» **Provided text**
+ + + + +

A local vodka distillery is mixing up hand sanitizer to give away to those in need. Two tech-savvy supporters of the local food and beverage scene built an app that lets you tip your server from the comfort of quarantine. A creative shop is giving 20% of its time to help small businesses with marketing during the coronavirus crisis.
Using whatever skills and resources they have at the ready, people are getting creative to try and help their neighbors and friends through an unimaginably challenging time.
"Being a distiller, we've got lots of pure grain spirits — it's basically ethanol," said Danette Newton, the founder and CEO of Lass and Lions Vodka. "To make vodka we cut it to 40% with pure spring water. To make hand sanitizer, we'll cut it to 65% and thicken it up."
The company will hit up local businesses to get more bottles, build their supply of thickeners, and expand the reach of this volunteer effort, Newton said. They'll set up distribution points and advertise them on Facebook to give away the sanitizer to people who need it, she said.
"It's not about giving away hand sanitizer just to give away hand sanitizer," she said. "It's about finding people who don't have the funds to buy it or who need it and can't get it."
Meanwhile, the local restaurant scene has been decimated by coronavirus concerns, with many eateries moving to carryout-only even before Mayor Andy Berke signed an executive order Thursday morning mandating all restaurants and bars in the city end dine-in services.
Don Sayers and Daniel Ryan dreamed up a site — serviceindustry.tips — where out-of-work servers and bartenders can sign up to get tips from folks who want to support their neighbors in the service industry.

+ + + + +

» **Entries supplied**
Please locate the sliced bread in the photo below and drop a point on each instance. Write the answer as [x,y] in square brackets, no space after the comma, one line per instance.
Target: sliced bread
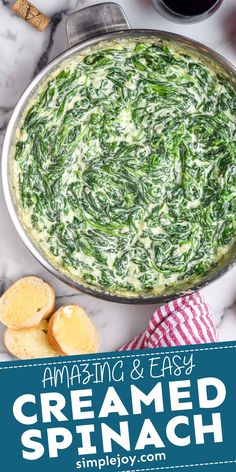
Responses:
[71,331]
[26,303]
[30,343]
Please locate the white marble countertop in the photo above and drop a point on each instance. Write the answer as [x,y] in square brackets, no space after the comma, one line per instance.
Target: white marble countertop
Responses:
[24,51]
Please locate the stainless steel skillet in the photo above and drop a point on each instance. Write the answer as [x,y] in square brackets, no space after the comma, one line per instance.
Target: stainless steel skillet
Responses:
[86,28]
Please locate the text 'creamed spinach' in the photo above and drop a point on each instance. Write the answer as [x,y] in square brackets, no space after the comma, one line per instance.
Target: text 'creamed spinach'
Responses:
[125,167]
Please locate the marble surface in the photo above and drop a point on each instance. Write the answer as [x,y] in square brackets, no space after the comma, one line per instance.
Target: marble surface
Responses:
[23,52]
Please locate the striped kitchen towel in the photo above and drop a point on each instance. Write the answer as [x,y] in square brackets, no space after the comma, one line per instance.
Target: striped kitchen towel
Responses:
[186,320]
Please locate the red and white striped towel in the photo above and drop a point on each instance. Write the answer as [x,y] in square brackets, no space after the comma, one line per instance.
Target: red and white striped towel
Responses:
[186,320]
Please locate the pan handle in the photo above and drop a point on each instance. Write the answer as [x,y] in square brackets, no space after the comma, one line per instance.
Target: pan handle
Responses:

+ + + + +

» **Required tasks**
1. In the article on local coronavirus relief efforts, to what percentage does Lass and Lions Vodka cut its spirits to make hand sanitizer?
2. Continue the article on local coronavirus relief efforts from where it stops.

» **Exercise responses**
1. 65%

2.
"It's a big chunk of our population that's being put in a very tough situation," Sayers said. "I'd like to encourage people to continue to tip because these people are going to be without jobs for a month, maybe two."
Sayers and Ryan launched the site on Tuesday morning with about 50 servers signed up, and had 1,000 on the platform by Tuesday night. What started as a local project has morphed into a multi-city effort with more than 5,000 servers, 4,000 tip-button clicks and 250,000 pageviews.
"This is volunteer work," Sayers said. "The only people who will make money off this are the servers and bartenders themselves."
It may not solve their financial worries, but it will help — and it's a welcome source of human connection, Sayers added.
Help your local service industry: serviceindustry.tips
"We've been told again and again by servers and bartender friends that it's a giant morale boost when they're at home with their dog or cat watching NetFlix or looking for a job to see a sign that someone is out there thinking about them and sees them and recognizes the situation they're in," he said.
At Southside Creative, Ronelle Sellers is planning to carve out 20% of her team's time to donate to small businesses that need a hand with marketing and messaging during this crisis.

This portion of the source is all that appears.